*TASK PROMPT:*
The lines to reproduce run from the one containing "Query: window frame" through the end of the records below. Reproduce them exactly and add nothing.

*SUPPLIED DATA:*
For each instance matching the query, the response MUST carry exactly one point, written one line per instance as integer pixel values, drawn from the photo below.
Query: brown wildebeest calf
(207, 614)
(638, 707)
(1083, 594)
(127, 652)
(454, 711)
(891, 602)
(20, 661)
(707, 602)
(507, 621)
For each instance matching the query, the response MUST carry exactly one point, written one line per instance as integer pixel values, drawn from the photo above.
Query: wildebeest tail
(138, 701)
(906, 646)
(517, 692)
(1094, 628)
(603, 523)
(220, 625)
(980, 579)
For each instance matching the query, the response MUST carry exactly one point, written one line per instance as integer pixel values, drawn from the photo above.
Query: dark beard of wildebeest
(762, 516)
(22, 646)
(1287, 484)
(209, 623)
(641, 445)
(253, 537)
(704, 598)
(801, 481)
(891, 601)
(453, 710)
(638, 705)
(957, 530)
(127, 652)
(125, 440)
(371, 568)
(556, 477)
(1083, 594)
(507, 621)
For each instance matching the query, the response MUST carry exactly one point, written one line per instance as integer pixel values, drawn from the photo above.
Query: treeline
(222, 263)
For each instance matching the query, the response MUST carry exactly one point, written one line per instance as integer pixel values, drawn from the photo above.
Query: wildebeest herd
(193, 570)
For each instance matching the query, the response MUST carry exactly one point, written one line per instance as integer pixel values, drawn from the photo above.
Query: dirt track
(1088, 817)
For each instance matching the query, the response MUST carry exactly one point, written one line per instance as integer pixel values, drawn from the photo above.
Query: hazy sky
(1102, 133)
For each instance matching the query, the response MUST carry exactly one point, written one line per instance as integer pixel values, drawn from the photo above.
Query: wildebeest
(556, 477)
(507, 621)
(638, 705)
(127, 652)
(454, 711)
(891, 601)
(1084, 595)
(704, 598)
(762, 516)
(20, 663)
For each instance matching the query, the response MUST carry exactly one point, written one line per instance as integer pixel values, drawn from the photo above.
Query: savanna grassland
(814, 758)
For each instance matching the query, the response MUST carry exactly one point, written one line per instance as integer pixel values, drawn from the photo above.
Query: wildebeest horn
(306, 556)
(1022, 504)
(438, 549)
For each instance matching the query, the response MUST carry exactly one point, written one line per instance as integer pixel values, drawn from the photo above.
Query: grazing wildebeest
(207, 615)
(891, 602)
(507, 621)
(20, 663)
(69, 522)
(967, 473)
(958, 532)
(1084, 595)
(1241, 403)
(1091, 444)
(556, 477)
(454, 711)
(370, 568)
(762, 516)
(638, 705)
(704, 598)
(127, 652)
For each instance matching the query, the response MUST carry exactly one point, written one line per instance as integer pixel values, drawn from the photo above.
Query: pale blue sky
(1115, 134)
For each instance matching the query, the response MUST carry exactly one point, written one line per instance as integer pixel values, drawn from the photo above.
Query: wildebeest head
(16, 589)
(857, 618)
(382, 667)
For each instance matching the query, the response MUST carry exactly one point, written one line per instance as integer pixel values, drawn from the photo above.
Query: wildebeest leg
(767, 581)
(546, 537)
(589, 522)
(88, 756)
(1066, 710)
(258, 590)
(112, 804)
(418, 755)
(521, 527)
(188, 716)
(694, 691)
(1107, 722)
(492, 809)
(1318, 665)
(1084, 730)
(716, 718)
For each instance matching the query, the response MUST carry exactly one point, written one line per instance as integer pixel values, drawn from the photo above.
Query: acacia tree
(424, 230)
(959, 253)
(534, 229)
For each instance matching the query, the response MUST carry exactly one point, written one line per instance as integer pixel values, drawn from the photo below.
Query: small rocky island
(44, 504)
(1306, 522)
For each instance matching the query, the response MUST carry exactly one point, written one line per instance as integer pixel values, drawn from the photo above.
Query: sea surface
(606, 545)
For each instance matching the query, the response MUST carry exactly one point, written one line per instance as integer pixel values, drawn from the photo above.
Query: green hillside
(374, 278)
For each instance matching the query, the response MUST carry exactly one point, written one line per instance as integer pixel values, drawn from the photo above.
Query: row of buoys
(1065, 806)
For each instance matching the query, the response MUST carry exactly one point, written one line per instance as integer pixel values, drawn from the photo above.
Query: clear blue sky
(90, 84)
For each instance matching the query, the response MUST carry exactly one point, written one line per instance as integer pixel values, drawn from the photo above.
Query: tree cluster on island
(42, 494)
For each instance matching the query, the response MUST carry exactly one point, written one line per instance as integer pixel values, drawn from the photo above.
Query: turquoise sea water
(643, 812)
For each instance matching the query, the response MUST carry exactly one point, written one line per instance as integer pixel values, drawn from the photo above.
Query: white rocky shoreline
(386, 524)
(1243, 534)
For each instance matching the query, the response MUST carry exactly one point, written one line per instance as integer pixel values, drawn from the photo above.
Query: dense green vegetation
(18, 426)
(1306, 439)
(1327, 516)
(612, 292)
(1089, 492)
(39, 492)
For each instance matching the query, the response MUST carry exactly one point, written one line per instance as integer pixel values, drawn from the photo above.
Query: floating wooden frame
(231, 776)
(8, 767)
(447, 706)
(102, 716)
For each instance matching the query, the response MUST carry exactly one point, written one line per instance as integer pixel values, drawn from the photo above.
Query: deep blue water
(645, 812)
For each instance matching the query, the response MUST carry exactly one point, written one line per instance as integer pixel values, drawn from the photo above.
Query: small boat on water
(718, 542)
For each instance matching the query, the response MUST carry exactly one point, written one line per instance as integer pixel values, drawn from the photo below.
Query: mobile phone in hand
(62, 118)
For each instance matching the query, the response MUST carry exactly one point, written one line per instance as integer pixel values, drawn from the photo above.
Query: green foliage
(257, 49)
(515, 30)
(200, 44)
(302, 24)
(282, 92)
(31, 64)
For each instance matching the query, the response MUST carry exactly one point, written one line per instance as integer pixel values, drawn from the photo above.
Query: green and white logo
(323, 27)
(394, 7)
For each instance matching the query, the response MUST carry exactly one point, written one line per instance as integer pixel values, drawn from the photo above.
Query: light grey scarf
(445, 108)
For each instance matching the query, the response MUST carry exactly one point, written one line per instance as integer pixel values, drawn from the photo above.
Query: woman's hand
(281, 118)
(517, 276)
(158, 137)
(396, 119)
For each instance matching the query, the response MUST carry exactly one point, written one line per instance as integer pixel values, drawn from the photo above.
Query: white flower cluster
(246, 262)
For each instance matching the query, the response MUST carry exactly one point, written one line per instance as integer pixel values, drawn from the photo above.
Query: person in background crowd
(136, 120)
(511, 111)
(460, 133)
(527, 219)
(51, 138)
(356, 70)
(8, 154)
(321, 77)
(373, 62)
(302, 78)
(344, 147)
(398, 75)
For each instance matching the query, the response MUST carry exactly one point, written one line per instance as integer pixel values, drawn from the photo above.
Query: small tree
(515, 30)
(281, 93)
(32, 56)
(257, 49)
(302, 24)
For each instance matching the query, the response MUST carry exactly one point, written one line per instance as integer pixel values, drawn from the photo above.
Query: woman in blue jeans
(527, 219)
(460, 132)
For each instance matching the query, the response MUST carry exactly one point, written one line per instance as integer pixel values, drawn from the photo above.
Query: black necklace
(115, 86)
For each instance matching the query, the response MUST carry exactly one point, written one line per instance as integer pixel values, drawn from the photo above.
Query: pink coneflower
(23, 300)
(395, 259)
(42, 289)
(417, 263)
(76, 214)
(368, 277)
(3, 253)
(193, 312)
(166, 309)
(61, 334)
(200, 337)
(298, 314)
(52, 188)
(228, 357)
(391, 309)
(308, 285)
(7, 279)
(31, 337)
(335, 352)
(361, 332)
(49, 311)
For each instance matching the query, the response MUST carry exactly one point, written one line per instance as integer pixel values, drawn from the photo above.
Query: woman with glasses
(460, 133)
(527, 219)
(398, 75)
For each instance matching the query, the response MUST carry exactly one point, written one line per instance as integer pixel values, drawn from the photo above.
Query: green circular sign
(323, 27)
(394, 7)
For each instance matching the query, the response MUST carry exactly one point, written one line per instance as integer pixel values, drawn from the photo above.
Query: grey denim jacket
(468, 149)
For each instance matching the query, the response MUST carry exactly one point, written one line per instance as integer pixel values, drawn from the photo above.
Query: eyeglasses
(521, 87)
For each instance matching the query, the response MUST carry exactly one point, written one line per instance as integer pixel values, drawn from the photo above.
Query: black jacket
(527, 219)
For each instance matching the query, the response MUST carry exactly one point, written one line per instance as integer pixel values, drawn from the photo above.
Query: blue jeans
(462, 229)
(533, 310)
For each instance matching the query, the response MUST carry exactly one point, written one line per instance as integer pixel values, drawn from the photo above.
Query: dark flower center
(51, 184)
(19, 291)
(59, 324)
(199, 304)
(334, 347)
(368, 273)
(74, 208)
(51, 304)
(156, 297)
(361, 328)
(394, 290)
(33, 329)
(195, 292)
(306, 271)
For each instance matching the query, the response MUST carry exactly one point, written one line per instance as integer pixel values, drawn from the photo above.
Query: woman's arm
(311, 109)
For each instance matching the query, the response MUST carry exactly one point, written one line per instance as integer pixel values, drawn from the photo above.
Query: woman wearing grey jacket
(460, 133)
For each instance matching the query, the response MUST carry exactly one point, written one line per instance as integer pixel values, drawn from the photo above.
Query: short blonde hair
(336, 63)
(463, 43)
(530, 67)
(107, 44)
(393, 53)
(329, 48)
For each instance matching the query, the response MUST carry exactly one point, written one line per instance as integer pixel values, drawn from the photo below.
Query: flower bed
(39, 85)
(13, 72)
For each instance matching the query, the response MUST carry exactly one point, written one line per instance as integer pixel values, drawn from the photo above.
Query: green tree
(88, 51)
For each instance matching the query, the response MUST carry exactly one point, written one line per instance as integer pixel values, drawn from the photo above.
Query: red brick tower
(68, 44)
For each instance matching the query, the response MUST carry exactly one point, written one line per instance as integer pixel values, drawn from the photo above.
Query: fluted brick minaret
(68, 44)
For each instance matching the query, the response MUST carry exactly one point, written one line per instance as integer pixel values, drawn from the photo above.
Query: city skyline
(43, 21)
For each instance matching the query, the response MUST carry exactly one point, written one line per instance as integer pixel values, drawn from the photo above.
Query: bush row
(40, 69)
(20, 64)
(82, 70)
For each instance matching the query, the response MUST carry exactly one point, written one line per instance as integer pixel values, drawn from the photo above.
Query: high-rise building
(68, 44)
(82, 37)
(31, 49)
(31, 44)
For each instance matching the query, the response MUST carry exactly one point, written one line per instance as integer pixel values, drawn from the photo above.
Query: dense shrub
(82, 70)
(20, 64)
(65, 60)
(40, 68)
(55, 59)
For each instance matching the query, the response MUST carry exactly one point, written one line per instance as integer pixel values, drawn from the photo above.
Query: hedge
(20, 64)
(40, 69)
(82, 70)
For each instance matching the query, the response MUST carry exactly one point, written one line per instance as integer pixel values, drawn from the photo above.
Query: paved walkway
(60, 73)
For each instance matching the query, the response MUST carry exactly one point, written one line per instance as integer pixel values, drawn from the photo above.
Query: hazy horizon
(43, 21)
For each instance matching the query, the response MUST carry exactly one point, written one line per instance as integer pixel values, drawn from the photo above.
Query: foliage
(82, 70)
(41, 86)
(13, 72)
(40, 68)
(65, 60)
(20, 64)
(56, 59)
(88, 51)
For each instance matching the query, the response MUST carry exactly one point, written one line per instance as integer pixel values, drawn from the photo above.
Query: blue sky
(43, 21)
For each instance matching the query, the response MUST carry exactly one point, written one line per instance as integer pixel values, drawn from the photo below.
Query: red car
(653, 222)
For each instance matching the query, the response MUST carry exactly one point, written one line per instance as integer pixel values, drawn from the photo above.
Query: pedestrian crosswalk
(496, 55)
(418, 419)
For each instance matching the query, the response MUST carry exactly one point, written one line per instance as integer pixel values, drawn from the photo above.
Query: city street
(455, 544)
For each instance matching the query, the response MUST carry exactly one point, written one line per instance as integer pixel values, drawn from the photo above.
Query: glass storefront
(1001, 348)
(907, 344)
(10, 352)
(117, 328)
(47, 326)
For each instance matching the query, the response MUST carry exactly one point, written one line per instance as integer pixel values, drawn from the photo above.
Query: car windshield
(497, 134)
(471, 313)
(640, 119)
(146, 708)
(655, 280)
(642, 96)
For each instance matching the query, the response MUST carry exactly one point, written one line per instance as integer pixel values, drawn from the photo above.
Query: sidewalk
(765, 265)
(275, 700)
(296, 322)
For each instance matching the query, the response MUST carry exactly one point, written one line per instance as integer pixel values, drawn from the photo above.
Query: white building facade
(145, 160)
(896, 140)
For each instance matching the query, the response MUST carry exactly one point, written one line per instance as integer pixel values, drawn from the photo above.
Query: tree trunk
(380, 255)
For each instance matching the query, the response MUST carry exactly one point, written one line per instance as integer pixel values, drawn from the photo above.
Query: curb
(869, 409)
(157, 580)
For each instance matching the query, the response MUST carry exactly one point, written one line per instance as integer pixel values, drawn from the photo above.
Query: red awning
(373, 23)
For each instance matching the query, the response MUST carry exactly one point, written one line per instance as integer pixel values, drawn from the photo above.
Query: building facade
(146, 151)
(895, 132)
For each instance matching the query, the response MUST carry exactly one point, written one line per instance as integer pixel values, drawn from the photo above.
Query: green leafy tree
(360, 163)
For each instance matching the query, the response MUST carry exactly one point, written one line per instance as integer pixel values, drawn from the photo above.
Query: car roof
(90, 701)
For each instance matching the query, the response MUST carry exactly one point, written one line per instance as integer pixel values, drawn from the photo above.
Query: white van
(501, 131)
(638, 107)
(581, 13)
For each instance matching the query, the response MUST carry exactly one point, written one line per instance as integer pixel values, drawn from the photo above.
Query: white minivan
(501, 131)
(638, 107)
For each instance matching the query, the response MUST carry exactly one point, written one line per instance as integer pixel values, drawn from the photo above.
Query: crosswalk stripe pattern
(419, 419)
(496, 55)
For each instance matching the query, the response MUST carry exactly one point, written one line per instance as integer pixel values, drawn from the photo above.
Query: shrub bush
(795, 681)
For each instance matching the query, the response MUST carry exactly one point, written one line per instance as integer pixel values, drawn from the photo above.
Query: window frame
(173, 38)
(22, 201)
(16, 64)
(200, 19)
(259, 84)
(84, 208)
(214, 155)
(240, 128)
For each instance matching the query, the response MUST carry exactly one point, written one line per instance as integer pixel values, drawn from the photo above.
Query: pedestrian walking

*REPLY TO THE TASK:*
Query: window frame
(173, 38)
(22, 201)
(16, 64)
(200, 19)
(259, 84)
(84, 208)
(214, 155)
(240, 128)
For each instance matching the query, the response MUST carry exactly one point, written one line per instance as integer pixel values, drawn from the photo above.
Query: pedestrian walking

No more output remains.